▸ Exercise brief:
Write the next part of the news report below on the restoration of phone services in Jammu and Kashmir, beginning after its last sentence.

ALL PREPAID PHONES BACK
JAMMU: Voice calls and short messaging service (SMS) facilities, which were suspended in August last year before the nullification of Article 370, will be restored for prepaid mobile connection users in Jammu and Kashmir, the government said.
JAMMU: Voice calls and short messaging service (SMS) facilities, which were suspended in August last year before the nullification of Article 370, will be restored for prepaid mobile connection users in Jammu and Kashmir, the government said on Saturday. The Central government had enforced a complete communication clampdown in the region a day before it withdrew the special status of Jammu and Kashmir and divided it into two Union territories of and Kashmir and Ladakh on August 5.
The Centre has gradually restored phone lines, but internet services and prepaid mobile services remained suspended. While landlines were restored between mid-August and September, postpaid mobile services were back on October 14.
Mobile internet services were restored in Kargil, a part of the Union territory of Ladakh, in the last week of December. SMSs on all cellphones and broadband internet services were restored in government-run hospitals from January 1. “Barely four days ago, I had spoken and briefed in detail about enhancements in access and communication facilities and further facilitation being provided in Kashmir and Jammu divisions,” principal secretary Rohit Kansal said at a press conference.

▸ Information supplied:
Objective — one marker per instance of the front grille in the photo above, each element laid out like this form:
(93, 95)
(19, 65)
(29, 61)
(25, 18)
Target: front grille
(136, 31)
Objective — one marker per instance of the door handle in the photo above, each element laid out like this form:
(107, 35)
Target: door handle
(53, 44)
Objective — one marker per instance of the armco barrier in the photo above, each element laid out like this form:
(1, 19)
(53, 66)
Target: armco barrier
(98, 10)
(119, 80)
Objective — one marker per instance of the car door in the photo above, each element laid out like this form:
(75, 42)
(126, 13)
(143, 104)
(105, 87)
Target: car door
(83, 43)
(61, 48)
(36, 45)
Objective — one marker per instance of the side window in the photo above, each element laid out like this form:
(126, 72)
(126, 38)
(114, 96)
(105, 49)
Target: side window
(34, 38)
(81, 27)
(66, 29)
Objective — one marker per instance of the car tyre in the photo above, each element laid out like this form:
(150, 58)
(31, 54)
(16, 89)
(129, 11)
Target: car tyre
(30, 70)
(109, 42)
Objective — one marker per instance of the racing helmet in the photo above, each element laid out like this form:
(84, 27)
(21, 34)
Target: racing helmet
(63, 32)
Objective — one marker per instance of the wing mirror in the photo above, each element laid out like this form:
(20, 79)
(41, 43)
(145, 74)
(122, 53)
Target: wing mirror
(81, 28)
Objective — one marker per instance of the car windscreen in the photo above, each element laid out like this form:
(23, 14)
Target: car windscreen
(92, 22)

▸ Response below:
“It was also clarified that the overall effort shall be to facilitate and keep restrictions to the bare minimum based on the ground situation,” he added. “Consistent with this philosophy and after a careful review, the competent authority ordered today that voice and SMS facility shall be restored on all local pre-paid SIM cards across the Union territory of J&K,” he said.
The latest decision of the government comes a week after the SC ordered the J-K administration to review internet curbs and said access to the internet was a fundamental right. “Such suspension can only be for a limited time period and is subject to judicial review,” the bench of justices NV Ramana, R Subhash Reddy and BR Gavai had said. The top court had given a week’s time to review the curbs.